_Position identification records_.
--- Start ---

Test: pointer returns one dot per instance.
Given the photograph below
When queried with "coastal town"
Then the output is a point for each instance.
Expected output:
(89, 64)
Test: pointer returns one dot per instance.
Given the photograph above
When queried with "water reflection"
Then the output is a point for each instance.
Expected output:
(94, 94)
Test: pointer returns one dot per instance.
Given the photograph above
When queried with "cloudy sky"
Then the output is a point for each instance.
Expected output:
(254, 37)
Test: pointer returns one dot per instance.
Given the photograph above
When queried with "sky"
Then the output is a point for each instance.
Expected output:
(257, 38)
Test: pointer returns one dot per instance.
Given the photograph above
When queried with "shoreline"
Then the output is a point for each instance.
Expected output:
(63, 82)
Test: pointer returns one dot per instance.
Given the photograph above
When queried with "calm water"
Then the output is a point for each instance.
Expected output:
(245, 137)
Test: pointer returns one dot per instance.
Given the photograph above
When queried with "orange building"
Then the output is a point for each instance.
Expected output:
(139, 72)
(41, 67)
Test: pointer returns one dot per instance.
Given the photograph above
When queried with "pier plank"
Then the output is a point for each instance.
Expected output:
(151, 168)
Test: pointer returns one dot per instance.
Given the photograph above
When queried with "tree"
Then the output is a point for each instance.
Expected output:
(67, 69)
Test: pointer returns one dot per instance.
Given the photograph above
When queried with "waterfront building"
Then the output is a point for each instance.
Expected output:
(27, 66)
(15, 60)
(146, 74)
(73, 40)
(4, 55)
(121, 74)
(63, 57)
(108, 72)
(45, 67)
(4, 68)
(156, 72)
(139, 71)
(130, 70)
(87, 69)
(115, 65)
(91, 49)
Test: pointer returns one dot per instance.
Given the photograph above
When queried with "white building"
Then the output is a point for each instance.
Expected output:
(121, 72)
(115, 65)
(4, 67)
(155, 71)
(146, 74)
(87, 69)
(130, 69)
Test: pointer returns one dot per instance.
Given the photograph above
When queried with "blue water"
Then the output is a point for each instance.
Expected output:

--- End ---

_INSTRUCTIONS TO FOLLOW_.
Exactly reproduce every line found in the records.

_EXERCISE OUTPUT_.
Test: pointer returns one dot per instance.
Given the photograph below
When queried with "coastal town"
Then the output is a point for each instance.
Expected output:
(89, 64)
Test: pointer returns one dot per instance.
Given the photograph above
When queried with "water reflection"
Then the output is a point for each instance.
Expected output:
(94, 94)
Test: pointer returns one dot per instance.
Given the photograph above
When queried with "cloudy sky"
Then the output is a point for each instance.
Expected output:
(254, 37)
Test: pointer returns one dot per instance.
Given the photograph above
When queried with "sky"
Then the output is a point for each instance.
Expected output:
(257, 38)
Test: pointer returns one dot per instance.
Given the photograph above
When queried with "shoreline"
Then the output is a point for each instance.
Expected output:
(63, 82)
Test: pointer returns one dot per instance.
Given the photograph above
When queried with "calm water"
Then the output is a point for each instance.
Expected output:
(245, 137)
Test: pointer returns one dot per instance.
Given the photograph above
When queried with "orange building"
Then the output is a point for each instance.
Expected output:
(139, 72)
(41, 67)
Test: pointer returns one dot per instance.
Given the photograph above
When queried with "pier plank"
Then the output is a point for each instance.
Expected output:
(151, 168)
Test: pointer returns one dot per instance.
Given the photograph above
When queried with "tree"
Then the output is a point for each instance.
Expected output:
(67, 69)
Test: pointer returns one dot per instance.
Given the photograph above
When queried with "waterfront building"
Then the output is a point for each instance.
Expected output:
(27, 66)
(15, 60)
(146, 74)
(73, 40)
(4, 55)
(121, 74)
(63, 57)
(108, 72)
(45, 67)
(4, 68)
(156, 72)
(139, 71)
(130, 70)
(87, 69)
(115, 65)
(91, 49)
Test: pointer returns one dot per instance.
Given the photograph above
When queried with "white building"
Then the output is a point for each instance.
Expected output:
(121, 72)
(115, 65)
(4, 67)
(155, 71)
(146, 74)
(87, 69)
(130, 69)
Test: pointer returns one dot per instance.
Given the photograph above
When queried with "blue water"
Then the output is a point for each instance.
Expected output:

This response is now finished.